INPUT: Begin
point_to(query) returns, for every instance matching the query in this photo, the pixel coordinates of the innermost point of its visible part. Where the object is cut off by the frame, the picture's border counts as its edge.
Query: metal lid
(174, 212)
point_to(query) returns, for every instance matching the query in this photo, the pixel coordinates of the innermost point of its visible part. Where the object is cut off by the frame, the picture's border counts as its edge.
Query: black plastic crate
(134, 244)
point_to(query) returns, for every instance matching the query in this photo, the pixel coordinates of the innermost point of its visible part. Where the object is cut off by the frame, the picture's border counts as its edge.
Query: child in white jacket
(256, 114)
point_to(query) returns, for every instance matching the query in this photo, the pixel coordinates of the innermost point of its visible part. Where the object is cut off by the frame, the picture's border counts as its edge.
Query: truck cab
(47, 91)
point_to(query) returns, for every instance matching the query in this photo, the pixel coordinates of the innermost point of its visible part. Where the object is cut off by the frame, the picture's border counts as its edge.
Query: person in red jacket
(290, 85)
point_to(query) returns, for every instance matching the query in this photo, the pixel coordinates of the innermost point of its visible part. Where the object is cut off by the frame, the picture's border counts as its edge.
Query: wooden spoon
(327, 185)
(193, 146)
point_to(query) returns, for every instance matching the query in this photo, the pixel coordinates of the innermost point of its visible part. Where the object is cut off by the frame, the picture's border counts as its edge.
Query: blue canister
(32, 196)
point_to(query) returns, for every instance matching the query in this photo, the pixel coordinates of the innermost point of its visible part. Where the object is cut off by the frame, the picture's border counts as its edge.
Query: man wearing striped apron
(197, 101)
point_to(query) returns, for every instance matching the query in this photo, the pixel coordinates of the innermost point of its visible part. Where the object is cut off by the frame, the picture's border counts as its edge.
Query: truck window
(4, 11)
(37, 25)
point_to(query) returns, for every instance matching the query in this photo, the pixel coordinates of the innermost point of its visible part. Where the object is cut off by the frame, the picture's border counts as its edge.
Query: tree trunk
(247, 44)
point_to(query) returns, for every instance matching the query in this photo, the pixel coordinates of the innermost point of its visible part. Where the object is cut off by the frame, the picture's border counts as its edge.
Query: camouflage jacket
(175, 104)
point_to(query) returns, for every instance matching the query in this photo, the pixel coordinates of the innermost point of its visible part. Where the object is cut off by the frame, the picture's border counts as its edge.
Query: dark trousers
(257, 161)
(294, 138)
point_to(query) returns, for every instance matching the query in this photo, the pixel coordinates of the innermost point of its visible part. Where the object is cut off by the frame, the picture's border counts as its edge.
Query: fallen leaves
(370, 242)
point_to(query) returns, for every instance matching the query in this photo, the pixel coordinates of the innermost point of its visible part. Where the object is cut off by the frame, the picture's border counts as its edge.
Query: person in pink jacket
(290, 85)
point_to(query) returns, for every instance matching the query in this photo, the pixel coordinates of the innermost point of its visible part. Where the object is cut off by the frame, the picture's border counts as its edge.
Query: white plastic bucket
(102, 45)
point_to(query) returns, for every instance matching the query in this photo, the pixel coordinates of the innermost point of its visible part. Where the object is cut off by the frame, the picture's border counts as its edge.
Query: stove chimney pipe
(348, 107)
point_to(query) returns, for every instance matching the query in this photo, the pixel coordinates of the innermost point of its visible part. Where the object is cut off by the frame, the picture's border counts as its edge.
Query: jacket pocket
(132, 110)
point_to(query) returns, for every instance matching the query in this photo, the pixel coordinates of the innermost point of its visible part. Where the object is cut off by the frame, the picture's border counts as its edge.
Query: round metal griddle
INPUT: End
- REQUIRED ACTION
Each record above should be repeated exactly as it appears.

- OUTPUT OF THE EXERCISE
point_to(query) returns, for every instance matching the query in this photo, the pixel coordinates of the innermost point of its visible part. Where the object is cut off by the frame, the picture's border counts as its edge.
Query: metal lid
(174, 212)
point_to(query) returns, for every instance matching the query in this photo, the pixel coordinates of the innermost point of its visible part. Where the object is cut off by the frame, the picture's border counts as its edge.
Query: black plastic crate
(134, 244)
point_to(query) returns, for every instance matching the query in this photo, the pixel coordinates of the innermost point of its visible part. Where the object is cut off by the frame, the picture's border counts as its edge.
Query: child in white jacket
(256, 114)
point_to(query) returns, for every instance matching the query in this photo, the pixel coordinates of the innermost point of its visible part. Where the object is cut off by the frame, the picture's border counts as its edge.
Query: truck cab
(47, 91)
point_to(query) returns, for every instance matching the query in this photo, the pixel coordinates of the innermost point of its visible part. Where the object is cut off by the frame, the picture's border counts as its edge.
Query: person in red jacket
(290, 85)
point_to(query) returns, for every instance matching the query in this photo, the pixel coordinates of the innermost point of its visible part. Where the object is cut off by the frame, the picture's border counts as its edge.
Query: wooden spoon
(327, 185)
(193, 146)
point_to(query) returns, for every instance matching the query in this photo, the pixel coordinates of the innermost point of its visible part. Where the object is cut off by the frame, the picture's border counts as its edge.
Query: blue canister
(32, 196)
point_to(query) returns, for every instance matching the query in this photo, the pixel coordinates of the innermost point of its visible part. Where the object is cut off by the frame, the picture's border counts as its edge.
Query: man wearing striped apron
(197, 101)
point_to(query) returns, for every instance matching the query in this photo, the pixel coordinates of the innermost point of its visible part. Where the object is cut off by the frame, the picture's border counts as its edge.
Query: truck window
(4, 11)
(37, 25)
point_to(query) returns, for every instance matching the query in this photo, the pixel coordinates of the innermost point of its visible part. Where the object is cut off by the frame, the picture's border counts as its edge.
Query: tree trunk
(247, 44)
point_to(query) returns, for every instance matching the query in this photo, the pixel coordinates of the innermost point of its visible part. Where the object is cut off by the frame, the picture's border counts as its edge.
Query: camouflage jacket
(175, 104)
point_to(query) returns, for every instance matching the query in this photo, the pixel coordinates of the innermost point of its visible part. Where the object is cut off by the frame, the picture's border counts as its edge.
Query: dark trousers
(257, 161)
(294, 138)
point_to(query) returns, for every instance matching the query in this photo, the pixel coordinates of the innermost point of its visible part. Where the object is cut off by the frame, the picture's border counts as its edge.
Query: fallen leaves
(370, 242)
point_to(query) returns, for every instance matching the query in this photo, the pixel coordinates of the innermost point of its visible part. Where the object is cut off by the frame, the picture's border counts as its edge.
Query: person in pink jacket
(290, 85)
point_to(query) returns, for every instance matching the query in this photo, the pixel coordinates of the innermost point of its visible part. Where the object is cut off by the frame, the picture's border counts as its edge.
Query: white plastic bucket
(102, 45)
point_to(query) returns, for every instance matching the query in this photo, the pixel coordinates of the innermost point of its visible part. Where the object is cut off by the frame, the picture's border counts as its edge.
Query: stove chimney pipe
(348, 107)
point_to(query) returns, for every instance matching the query in this photo, the pixel coordinates of the innermost point of its visible part. Where the object is cut off by the frame, the picture's border counts as its edge.
Query: jacket pocket
(132, 110)
point_to(query) returns, for every instance matching the query in this photo, the pixel coordinates of the innermost point of its visible part. Where the object is cut off by the frame, the picture's border counts as its edge.
Query: round metal griddle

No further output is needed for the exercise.